STATED TASK: Repeat the full listing, word for word.

Pointing records
------
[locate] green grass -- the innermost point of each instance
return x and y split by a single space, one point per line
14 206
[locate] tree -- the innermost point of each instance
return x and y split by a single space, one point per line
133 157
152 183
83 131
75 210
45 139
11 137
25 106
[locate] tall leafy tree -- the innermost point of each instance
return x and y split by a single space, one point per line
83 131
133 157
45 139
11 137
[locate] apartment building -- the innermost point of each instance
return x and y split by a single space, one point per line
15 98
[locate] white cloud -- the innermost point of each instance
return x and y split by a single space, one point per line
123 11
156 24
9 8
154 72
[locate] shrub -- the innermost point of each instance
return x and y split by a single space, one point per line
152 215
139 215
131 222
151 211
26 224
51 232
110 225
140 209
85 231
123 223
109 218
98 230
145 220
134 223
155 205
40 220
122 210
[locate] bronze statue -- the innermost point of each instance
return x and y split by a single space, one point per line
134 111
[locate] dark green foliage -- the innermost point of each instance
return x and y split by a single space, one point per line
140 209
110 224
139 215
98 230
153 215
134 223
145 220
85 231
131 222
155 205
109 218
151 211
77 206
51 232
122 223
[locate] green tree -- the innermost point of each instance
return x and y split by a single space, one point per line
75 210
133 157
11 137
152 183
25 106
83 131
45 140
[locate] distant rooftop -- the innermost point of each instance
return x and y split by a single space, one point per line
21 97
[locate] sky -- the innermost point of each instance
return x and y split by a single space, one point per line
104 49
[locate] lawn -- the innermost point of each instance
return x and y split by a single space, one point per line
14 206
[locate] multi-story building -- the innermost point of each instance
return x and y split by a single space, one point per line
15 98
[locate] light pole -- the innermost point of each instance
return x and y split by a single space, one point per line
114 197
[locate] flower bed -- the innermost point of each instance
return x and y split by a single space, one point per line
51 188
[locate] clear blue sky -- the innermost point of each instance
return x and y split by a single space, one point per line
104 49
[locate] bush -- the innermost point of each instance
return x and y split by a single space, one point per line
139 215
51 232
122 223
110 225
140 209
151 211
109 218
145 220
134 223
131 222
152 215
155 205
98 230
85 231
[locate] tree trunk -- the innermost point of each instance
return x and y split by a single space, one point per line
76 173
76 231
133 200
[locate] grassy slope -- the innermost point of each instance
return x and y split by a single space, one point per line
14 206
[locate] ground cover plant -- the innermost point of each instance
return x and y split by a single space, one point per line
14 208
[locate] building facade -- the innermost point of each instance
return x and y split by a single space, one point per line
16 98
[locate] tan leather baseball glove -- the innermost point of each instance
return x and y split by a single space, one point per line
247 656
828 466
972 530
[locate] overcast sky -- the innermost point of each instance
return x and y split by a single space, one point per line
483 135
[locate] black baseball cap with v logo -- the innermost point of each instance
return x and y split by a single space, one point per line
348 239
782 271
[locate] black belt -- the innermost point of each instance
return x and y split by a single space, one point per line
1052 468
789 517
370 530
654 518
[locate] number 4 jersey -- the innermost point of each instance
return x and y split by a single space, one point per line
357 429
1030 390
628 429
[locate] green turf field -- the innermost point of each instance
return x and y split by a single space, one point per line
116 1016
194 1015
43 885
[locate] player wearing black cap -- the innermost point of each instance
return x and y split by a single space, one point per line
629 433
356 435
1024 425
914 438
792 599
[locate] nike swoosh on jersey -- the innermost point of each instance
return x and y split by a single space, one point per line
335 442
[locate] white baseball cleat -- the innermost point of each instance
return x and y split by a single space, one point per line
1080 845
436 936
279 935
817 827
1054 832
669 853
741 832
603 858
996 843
------
ANSWER TO THE TASK:
[locate] green grass -- the innermost point of each instance
return x and y split by a single space, one point per line
14 206
[locate] tree -- the innermost point of each instance
return x and y split by a single space, one point per line
133 157
152 183
83 131
75 210
45 139
11 137
25 106
[locate] tall leafy tree -- the innermost point of each instance
return x and y split by a single space, one point per line
83 131
133 157
45 139
11 137
[locate] apartment building -- the innermost point of each instance
return x and y split by a single space, one point per line
15 98
[locate] white cloud -- the innermost point of each instance
return x and y split by a single space, one point per line
123 11
156 24
9 8
154 72
[locate] shrub -- the innermost point of each instance
return x and y split by a single space, one point per line
152 215
139 215
131 222
151 211
26 224
51 232
110 225
140 209
85 231
123 223
109 218
98 230
145 220
134 223
155 205
40 220
122 210
[locate] bronze statue -- the innermost point of each instance
return x and y split by a single space, one point per line
134 111
[locate] dark green foliage -- the innermost point of each instance
return x and y split by a single space, one point per line
140 209
110 224
139 215
98 230
153 215
134 223
145 220
85 231
131 222
155 205
109 218
151 211
77 206
51 232
122 223
[locate] green tree -- the innermost point of each instance
return x and y split by a single space, one point per line
75 210
133 157
11 137
152 183
25 106
83 131
45 140
[locate] distant rooftop -- the innermost point of each instance
return x and y split by a single space, one point per line
21 97
[locate] sky -- the innermost point of each instance
return x and y split by a single space, one point per line
104 49
[locate] lawn -- the innermost point of each instance
return x and y split by a single space, one point per line
14 206
[locate] multi-story building -- the innermost point of each instance
return x and y split by a single space, one point per line
15 98
[locate] light pole -- the innermost point of each instance
return x and y split by a single space, one point per line
114 197
[locate] flower bed -- the innermost point of each instance
return x and y split by a single space, one point per line
51 188
[locate] clear blue sky -- the innermost point of each instance
return x and y split by a single space, one point per line
104 49
[locate] bush -- the innermost point of each instance
return x and y split by a single space, one point per line
139 215
51 232
122 223
110 225
140 209
151 211
109 218
145 220
134 223
131 222
152 215
155 205
98 230
85 231
[locate] tree trunk -- the innermost point of each instance
return x and y split by a single space, one point per line
76 173
76 231
133 200
[locate] grassy slope -- the innermost point of each instance
return x and y split by a single space, one point per line
14 206
[locate] ground cover plant -- the innermost point of each instance
return x and y split by a single space, one point per line
14 208
[locate] building facade -- the innermost point of each instance
return x and y split by a single space, one point per line
16 98
[locate] tan leather baseball glove -- the innermost point of each instance
return x and y split by a single space, one point per line
247 656
828 466
972 530
[locate] overcast sky -- the innermost point of each instance
return x and y split by a single space, one point per line
483 135
[locate] black baseball cap with v logo -- the innermost point of each instance
return x and y split by a single space, one point per line
348 239
782 271
[locate] black belt -- the innermost point of each instance
return x and y split by a single space, one point per line
1052 468
789 517
370 530
654 518
[locate] number 4 jersey -- the innermost point of each instance
return x and y split by a single space, one point per line
357 429
1030 390
628 429
[locate] green turf field -- the innermost point of each instance
return x and y split by a single space, one point per line
116 1016
194 1015
43 885
[locate] player wearing black cap -- the innermost point of each instance
return x and y split by a single space, one point per line
629 433
356 435
1024 425
914 438
792 599
[locate] nike swoosh on jersey -- the innermost point of each instance
return x and y split by a single space, one point per line
335 442
[locate] white baseball cleat -- the innermost point of each instance
return x and y split by a single space, one point per line
1080 845
436 936
279 935
817 827
1054 832
669 853
741 832
603 858
996 843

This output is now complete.